Phillip Anthony Neale  (born 5 June 1954) is an English former first-class cricketer who played for Worcestershire County Cricket Club, captaining the team to success in the County Championship in 1988 and 1989. He also played association football for Lincoln City, Scunthorpe United, Worcester City and Gloucester City. From 2000 to 2020 he worked as Operations Manager for the England cricket team.

Neale was a right-handed middle order batsman who scored more than 900 runs in his first full season of first-class cricket for Worcestershire in 1976, and was then a fixture in the side for the next 15 seasons, scoring 1,000 runs in a season eight times and exceeding 900 in five others. His sole representative appearance was for England A against Pakistan when they toured England. But from 1982, he was county captain, and Worcestershire achieved considerable success under his leadership in the late 1980s. The county won the Sunday League in 1987 and 1988 and the County Championship in 1988 and 1989.

Neale's captaincy and contacts were a factor in attracting big name cricketers to Worcester. He played soccer professionally at Scunthorpe United with the England all-rounder Ian Botham, and when Botham fell out with Somerset, he joined Worcestershire. Botham was followed by a fellow England player, the fast bowler Graham Dilley, and Worcestershire also took on the Zimbabwean Graeme Hick, who later qualified for England. Neale's success in drawing team performances from a side not lacking in personalities won him nomination as a Wisden Cricketer of the Year in 1989.
━━━━━━━━━━━━━━━━━━━━
__Brief A__
According to the Neale biography, why was Neale nominated as a Wisden Cricketer of the Year in 1989? Answer in one to three sentences.
__Brief B__
Quote the part of the Neale biography that opens with the words containing "Neale was a" and closes with "and the County Championship in 1988 and 1989.".
The entries come from a separate source, not from the Neale biography.

[Items listed in a dataset]
━━━━━━━━━━━━━━━━━━━━
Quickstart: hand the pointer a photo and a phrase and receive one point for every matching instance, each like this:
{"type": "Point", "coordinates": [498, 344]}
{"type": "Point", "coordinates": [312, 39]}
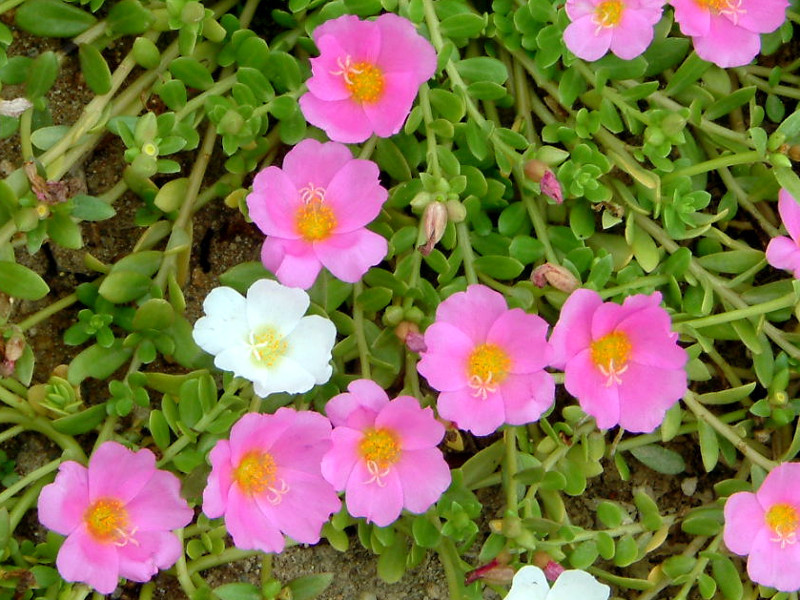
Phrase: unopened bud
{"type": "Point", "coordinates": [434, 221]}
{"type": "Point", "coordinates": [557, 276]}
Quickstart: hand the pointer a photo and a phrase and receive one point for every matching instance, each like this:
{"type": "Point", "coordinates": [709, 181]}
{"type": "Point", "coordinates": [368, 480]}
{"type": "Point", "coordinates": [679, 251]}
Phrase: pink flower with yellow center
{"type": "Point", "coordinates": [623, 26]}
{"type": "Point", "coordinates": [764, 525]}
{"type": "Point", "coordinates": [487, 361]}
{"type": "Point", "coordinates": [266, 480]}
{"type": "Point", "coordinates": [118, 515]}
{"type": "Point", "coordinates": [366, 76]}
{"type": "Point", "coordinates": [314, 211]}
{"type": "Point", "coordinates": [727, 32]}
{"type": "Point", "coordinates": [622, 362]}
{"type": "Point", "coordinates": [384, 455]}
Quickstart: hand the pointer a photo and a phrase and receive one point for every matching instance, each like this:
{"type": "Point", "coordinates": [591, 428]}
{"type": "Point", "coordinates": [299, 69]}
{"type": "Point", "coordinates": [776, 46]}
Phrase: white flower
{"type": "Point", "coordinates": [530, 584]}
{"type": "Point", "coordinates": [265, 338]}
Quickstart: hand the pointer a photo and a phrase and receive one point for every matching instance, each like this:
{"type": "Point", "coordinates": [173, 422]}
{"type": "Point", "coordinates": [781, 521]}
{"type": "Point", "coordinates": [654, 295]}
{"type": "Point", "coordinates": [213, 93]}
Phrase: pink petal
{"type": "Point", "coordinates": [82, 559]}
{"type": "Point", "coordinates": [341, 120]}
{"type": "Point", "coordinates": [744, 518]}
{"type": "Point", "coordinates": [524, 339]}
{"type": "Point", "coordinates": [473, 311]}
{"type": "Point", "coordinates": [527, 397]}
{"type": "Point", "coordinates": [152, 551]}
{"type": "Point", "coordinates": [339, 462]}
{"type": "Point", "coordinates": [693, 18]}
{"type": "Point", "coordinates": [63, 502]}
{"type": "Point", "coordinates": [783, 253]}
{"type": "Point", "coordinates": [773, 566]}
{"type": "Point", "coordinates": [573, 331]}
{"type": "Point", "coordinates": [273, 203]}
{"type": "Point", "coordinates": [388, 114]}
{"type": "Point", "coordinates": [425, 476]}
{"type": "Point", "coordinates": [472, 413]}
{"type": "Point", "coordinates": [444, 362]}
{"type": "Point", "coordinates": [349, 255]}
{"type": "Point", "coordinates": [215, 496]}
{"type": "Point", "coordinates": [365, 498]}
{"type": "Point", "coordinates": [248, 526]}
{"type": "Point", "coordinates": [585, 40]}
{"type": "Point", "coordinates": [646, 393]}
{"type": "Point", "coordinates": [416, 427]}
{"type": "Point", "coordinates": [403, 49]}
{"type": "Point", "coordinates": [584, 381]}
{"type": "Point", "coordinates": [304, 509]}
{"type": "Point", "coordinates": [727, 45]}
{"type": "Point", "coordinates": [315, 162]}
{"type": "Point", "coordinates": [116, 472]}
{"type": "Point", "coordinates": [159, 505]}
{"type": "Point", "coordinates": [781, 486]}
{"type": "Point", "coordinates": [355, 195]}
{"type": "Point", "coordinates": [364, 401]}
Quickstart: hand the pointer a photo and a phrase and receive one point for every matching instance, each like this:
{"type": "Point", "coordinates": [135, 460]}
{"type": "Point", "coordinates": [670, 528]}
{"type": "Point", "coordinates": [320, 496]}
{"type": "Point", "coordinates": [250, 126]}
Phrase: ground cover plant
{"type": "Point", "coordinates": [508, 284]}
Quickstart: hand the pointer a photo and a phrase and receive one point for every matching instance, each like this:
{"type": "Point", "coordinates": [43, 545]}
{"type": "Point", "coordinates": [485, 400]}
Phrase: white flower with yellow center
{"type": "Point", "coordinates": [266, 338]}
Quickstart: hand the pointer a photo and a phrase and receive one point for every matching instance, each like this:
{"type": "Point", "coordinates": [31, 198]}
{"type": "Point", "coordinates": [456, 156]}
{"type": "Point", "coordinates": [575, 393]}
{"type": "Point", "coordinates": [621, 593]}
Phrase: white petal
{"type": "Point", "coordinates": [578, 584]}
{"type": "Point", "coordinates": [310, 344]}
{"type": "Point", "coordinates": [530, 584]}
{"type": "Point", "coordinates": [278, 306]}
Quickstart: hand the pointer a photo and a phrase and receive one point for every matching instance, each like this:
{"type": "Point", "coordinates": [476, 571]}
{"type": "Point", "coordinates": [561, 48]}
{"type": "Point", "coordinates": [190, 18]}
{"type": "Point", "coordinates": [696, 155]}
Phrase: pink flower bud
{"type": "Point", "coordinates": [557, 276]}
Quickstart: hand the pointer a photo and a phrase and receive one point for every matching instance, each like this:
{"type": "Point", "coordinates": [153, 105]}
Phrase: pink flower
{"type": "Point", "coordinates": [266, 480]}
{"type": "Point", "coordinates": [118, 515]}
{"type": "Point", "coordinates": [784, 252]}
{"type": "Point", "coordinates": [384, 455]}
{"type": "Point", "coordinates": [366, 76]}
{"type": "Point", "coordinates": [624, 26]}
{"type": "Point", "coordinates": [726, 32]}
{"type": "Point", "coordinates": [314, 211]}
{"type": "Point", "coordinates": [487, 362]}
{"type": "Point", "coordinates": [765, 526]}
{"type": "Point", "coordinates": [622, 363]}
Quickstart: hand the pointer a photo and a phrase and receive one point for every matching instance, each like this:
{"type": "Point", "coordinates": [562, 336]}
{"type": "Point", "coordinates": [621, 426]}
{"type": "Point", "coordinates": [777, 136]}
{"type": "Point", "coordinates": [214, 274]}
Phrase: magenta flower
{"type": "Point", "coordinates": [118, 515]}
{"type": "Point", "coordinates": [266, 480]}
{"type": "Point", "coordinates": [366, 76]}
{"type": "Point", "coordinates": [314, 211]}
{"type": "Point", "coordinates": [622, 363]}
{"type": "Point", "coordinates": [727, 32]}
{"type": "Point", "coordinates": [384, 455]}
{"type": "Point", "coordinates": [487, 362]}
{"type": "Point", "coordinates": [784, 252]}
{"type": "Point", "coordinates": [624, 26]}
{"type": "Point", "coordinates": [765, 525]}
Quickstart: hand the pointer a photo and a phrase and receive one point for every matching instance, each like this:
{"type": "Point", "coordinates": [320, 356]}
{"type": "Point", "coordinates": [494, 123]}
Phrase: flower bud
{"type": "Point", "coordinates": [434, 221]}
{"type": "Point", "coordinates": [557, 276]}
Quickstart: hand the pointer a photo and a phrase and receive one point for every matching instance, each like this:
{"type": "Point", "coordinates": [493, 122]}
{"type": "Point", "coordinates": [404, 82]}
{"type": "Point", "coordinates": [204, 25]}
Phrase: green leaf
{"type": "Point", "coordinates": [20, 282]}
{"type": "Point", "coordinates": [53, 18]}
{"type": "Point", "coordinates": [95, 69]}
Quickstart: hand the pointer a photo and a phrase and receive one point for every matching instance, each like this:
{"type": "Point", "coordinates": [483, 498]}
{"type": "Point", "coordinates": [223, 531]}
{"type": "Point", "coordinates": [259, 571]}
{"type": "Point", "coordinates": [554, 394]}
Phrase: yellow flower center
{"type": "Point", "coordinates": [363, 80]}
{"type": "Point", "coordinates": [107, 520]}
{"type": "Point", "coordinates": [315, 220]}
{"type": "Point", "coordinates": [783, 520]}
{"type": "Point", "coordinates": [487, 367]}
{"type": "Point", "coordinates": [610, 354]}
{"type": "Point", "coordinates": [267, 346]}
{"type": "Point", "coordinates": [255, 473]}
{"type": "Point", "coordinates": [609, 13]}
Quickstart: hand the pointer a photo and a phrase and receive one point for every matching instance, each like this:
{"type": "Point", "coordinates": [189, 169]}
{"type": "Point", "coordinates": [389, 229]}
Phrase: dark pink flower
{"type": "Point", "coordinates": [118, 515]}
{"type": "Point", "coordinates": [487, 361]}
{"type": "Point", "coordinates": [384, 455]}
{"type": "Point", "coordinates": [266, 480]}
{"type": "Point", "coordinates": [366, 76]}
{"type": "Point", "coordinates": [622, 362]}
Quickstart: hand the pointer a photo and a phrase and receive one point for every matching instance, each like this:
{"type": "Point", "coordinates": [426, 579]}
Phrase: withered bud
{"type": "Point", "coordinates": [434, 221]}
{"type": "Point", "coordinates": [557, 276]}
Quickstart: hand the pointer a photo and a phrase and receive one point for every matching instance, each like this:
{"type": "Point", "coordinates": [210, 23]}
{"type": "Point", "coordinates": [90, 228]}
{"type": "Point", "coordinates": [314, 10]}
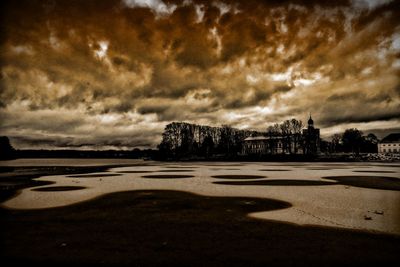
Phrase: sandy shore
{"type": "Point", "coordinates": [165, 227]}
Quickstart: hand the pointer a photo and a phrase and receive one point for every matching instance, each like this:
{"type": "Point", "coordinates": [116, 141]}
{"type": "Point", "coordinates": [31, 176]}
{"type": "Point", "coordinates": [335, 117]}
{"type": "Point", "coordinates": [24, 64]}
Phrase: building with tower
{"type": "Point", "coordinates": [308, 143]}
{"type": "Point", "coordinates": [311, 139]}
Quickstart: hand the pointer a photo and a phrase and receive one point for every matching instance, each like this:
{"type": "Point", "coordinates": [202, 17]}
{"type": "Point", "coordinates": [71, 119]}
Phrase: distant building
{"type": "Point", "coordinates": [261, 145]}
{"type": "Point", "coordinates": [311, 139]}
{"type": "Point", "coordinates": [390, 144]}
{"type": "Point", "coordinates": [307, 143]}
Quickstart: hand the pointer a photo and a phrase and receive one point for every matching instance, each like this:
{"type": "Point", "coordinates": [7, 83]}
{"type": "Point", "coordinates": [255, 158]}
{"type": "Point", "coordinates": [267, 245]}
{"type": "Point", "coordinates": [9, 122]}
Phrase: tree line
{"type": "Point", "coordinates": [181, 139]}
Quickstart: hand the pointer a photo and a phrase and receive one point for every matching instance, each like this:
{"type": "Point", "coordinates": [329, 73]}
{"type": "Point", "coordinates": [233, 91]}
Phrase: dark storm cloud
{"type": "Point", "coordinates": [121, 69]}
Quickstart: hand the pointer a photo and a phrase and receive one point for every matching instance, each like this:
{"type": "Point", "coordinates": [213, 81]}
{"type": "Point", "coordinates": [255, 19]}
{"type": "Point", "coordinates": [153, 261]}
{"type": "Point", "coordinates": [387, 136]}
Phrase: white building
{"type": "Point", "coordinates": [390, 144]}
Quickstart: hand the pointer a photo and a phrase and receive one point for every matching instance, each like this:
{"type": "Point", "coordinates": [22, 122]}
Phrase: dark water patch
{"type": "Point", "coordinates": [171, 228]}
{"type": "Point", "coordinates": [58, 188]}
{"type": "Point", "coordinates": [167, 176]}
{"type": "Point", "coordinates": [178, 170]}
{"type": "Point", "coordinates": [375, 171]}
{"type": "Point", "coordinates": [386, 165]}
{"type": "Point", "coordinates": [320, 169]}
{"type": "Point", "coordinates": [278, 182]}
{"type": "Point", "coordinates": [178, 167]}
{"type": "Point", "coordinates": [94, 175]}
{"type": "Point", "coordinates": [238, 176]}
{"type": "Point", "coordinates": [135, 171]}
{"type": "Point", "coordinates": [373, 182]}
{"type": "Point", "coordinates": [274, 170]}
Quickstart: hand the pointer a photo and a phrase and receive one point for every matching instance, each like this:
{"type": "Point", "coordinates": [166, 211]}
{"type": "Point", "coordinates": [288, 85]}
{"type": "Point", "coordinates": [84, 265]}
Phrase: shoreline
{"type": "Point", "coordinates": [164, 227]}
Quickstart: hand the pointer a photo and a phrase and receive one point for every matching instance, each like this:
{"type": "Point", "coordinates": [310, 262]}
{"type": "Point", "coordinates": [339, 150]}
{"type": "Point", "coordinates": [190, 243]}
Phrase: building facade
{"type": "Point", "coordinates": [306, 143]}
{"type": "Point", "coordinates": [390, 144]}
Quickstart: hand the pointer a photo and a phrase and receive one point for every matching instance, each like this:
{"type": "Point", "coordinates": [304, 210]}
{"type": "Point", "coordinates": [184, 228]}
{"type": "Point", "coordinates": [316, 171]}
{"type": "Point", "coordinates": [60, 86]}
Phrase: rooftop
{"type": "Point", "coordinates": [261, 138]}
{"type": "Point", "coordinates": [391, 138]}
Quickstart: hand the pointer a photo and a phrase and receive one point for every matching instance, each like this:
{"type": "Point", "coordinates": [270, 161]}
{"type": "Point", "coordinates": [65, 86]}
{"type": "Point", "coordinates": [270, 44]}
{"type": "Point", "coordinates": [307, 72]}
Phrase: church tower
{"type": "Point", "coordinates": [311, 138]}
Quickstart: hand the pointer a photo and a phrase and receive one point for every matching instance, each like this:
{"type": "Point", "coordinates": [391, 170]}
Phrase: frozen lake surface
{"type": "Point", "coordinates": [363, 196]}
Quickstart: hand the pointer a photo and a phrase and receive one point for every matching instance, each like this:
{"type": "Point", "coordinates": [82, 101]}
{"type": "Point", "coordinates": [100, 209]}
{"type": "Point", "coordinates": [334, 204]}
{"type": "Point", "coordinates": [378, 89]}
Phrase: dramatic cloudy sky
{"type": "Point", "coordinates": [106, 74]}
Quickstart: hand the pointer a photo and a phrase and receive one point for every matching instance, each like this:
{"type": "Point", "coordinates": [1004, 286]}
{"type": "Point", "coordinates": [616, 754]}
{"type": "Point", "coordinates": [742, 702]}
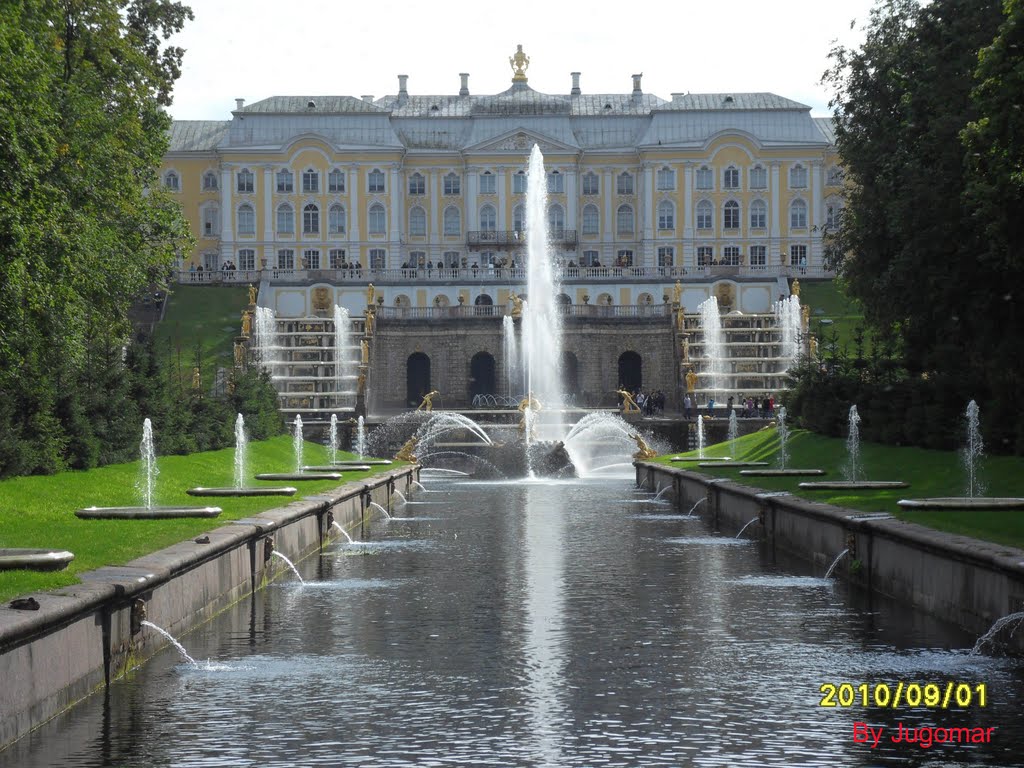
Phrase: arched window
━━━━━━━━━━━━━━━━━━━━
__Result A__
He was nominated because he succeeded in drawing team performances from a Worcestershire side that was not lacking in personalities.

__Result B__
Neale was a right-handed middle order batsman who scored more than 900 runs in his first full season of first-class cricket for Worcestershire in 1976, and was then a fixture in the side for the next 15 seasons, scoring 1,000 runs in a season eight times and exceeding 900 in five others. His sole representative appearance was for England A against Pakistan when they toured England. But from 1982, he was county captain, and Worcestershire achieved considerable success under his leadership in the late 1980s. The county won the Sunday League in 1987 and 1988 and the County Championship in 1988 and 1989.